(Stored data)
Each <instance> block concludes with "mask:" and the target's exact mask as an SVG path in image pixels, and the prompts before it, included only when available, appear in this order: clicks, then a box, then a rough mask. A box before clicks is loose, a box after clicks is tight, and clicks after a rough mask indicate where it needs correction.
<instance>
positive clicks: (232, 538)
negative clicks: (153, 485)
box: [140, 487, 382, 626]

#### EXERCISE DETAILS
Set down every line of the listing above again, keeping each character unchanged.

#### EXERCISE ANSWER
Each <instance> block concludes with "mask:" and the target's exact mask as an SVG path in image pixels, and the prompts before it, included only when available, appear in this order: clicks, then a box, then a rough mask. A box before clicks is loose, a box after clicks is tight, and clicks after a rough mask indicate where it needs correction.
<instance>
positive clicks: (232, 538)
negative clicks: (153, 485)
box: [140, 487, 382, 626]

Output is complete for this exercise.